TASK INSTRUCTIONS - Will you return, word for word, only the lines from the top of the data below down to and including the one with "Quiz Question: What are the coordinates of the green"?
***
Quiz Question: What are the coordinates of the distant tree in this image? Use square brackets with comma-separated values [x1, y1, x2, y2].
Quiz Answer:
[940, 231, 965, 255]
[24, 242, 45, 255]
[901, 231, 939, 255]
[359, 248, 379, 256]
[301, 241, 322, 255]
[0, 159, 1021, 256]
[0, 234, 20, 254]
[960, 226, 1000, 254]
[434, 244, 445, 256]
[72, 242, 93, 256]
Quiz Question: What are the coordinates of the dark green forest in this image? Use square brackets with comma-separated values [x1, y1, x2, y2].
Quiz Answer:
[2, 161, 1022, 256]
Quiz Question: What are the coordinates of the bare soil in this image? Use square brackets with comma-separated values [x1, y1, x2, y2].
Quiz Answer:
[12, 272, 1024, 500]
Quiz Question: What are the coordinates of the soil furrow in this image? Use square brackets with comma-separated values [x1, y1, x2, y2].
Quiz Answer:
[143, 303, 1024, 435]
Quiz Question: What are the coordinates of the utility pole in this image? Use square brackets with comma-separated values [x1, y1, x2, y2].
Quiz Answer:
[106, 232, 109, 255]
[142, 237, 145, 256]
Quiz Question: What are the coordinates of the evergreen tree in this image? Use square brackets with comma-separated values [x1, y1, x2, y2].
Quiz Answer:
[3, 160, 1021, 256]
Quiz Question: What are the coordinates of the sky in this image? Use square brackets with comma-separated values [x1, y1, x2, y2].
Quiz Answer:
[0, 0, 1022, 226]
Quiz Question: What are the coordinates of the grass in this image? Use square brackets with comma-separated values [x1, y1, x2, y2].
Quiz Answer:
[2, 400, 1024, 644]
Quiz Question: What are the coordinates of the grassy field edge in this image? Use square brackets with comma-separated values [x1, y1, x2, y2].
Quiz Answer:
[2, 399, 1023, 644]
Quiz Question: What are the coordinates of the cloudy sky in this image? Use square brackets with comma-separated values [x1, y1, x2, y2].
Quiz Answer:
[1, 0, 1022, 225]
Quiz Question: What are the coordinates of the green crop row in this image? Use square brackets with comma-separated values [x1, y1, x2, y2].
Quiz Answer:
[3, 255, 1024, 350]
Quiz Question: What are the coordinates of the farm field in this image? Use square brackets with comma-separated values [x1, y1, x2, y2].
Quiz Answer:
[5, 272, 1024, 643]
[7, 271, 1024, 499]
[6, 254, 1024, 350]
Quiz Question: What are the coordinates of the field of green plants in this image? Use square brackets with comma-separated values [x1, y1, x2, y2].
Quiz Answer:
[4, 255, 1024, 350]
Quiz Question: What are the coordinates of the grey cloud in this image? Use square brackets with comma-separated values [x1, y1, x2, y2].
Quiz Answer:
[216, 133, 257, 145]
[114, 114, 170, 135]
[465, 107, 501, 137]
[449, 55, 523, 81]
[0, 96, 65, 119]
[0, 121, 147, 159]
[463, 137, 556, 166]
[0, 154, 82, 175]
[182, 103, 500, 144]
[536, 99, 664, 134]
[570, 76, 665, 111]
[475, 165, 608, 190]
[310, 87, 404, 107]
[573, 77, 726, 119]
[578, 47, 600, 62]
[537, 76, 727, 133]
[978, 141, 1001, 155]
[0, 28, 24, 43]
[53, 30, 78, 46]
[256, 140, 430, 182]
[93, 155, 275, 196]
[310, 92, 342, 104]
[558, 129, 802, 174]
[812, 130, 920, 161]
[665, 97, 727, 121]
***
ANSWER SECTION -
Quiz Question: What are the coordinates of the distant tree in this image? Use square brackets with comma-separated values [x1, y1, x2, y2].
Quiz Answer:
[940, 231, 965, 255]
[24, 242, 45, 255]
[901, 231, 939, 255]
[359, 248, 379, 256]
[301, 241, 322, 255]
[0, 159, 1021, 256]
[0, 234, 20, 254]
[960, 226, 1000, 254]
[434, 244, 445, 256]
[72, 242, 93, 256]
Quiz Question: What are the coordinates of the dark green forest in this image? Use square brackets with comma-separated values [x1, y1, x2, y2].
Quiz Answer:
[2, 161, 1022, 256]
Quiz Question: What are the coordinates of the bare soil in this image? Use square brackets with comma-separated values [x1, y1, x2, y2].
Quiz Answer:
[12, 272, 1024, 500]
Quiz Question: What are the coordinates of the soil furrow in this image? Use square brackets with comma-separated values [x1, y1, x2, y2].
Quiz Answer:
[143, 303, 1024, 435]
Quiz Question: What are the coordinates of the utility pole in this image? Use square brackets with comma-separated values [x1, y1, x2, y2].
Quiz Answer:
[106, 232, 109, 255]
[142, 237, 145, 256]
Quiz Question: What are the coordinates of the evergreen tree in this image? Use square brackets with comma-separated values [x1, y1, x2, y2].
Quiz Answer:
[3, 160, 1021, 256]
Quiz Question: What are the coordinates of the sky in this image? Use square brackets with comma-separated values [x1, y1, x2, y2].
Quiz Answer:
[0, 0, 1022, 226]
Quiz Question: What are the coordinates of the grass in this image? Use square brackets with comma-separated values [x1, y1, x2, y2].
Quiz Answer:
[2, 400, 1024, 644]
Quiz Question: What are the coordinates of the grassy field edge in this image? Use square brackets with comma-separated values [x1, y1, x2, y2].
Quiz Answer:
[2, 399, 1023, 644]
Quiz Question: What are the coordinates of the cloudy sky in this image? Use square brackets with comma-separated values [x1, y1, x2, y2].
Quiz Answer:
[1, 0, 1022, 225]
Quiz Question: What are the coordinates of the green crop row in this image? Use square brackets with comma-separated values [x1, y1, x2, y2].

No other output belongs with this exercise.